>> Start SELECTED TEXT

# What the heck!?!?!?!?!



## Chocofruit (Dec 6, 2015)

Guys, cicada 3301. This just randomly popped up. I'm very VERY scared.

http://4048.co.nf/4048.html

This is what I've been able to gather so far.

20-29-28-11-12-06-31-01-24


----------



## Goth (Dec 6, 2015)

Chocofruit said:


> Guys, cicada 3301. This just randomly popped up. I'm very VERY scared.
> 
> http://4048.co.nf/4048.html
> 
> ...



Is this 4chan or tbt I can't really tell anymore tbh


----------



## merve-chan (Dec 6, 2015)

What is this? I don't get the meaning of this? Someone please explain?


----------



## jiny (Dec 6, 2015)

merve-chan said:


> What is this? I don't get the meaning of this? Someone please explain?



I don't get it either.. Explain OP?


----------



## Dinosaurz (Dec 6, 2015)

ILLIMINATI CONFIRMED


----------



## merve-chan (Dec 6, 2015)

StarryWolf said:


> ILLIMINATI CONFIRMED



OH MY GOD CICADA HAS HAS TWO WINGS, EYES COME IN TWO PAIRS, ILLUMINATI HAS AN EYE FOR SYMBOL
ILLUMINATI OFFICIALY CONFIRMED.


----------



## Spongebob (Dec 6, 2015)

The wings on the cicada look like 2 triangles...


Illuminati confirmed..?


----------



## Chocofruit (Dec 6, 2015)

Spongebob said:


> The wings on the cicada look like 2 triangles...
> 
> 
> Illuminati confirmed..?

>> End SELECTED TEXT

▸ **WRITTEN EXERCISE 1**
In the forum thread, what does Spongebob say the wings on the cicada look like?
▸ **WRITTEN EXERCISE 2**
Please reproduce the part of the records that opens with the line containing "If you could tag every instance of the terracotta" and closes with the line containing "point(600, 72)", offsetting every coordinate in the answer points by 116.

>> Start INPUT

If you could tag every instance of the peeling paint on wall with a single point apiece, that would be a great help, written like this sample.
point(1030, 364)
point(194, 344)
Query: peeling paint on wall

>> End INPUT
>> Start INPUT

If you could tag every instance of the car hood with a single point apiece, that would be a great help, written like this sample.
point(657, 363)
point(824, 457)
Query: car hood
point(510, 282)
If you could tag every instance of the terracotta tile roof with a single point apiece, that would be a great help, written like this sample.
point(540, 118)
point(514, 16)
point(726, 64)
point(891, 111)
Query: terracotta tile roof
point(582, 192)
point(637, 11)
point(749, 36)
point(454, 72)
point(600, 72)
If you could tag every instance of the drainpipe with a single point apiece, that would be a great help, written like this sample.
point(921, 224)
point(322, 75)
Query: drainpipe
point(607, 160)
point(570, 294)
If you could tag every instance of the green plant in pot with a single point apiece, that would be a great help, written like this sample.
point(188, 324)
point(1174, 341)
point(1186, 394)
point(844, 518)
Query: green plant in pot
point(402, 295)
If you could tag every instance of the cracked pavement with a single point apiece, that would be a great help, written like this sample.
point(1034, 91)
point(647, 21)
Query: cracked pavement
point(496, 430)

>> End INPUT

▸ **FINAL ANSWER 1**
Two triangles.

▸ **FINAL ANSWER 2**
If you could tag every instance of the terracotta tile roof with a single point apiece, that would be a great help, written like this sample.
point(540, 118)
point(514, 16)
point(726, 64)
point(891, 111)
Query: terracotta tile roof
point(698, 308)
point(753, 127)
point(865, 152)
point(570, 188)
point(716, 188)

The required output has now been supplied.